EXERCISE DETAILS: Copy every line of the items below without any change, and leave the pictures out of your answer.

EXTRACTED DATA:
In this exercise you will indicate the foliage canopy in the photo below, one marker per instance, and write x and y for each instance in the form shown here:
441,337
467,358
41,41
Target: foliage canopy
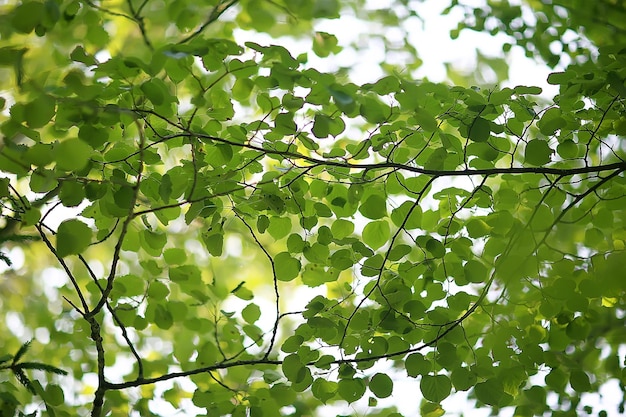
197,217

RESPONSE TO THIS TASK:
In this exercise you will indicate the foliage canopy in the photo below, one marker per instance, and write x and y for each instance in the form shown here:
441,337
467,358
41,41
Target: foliage canopy
197,217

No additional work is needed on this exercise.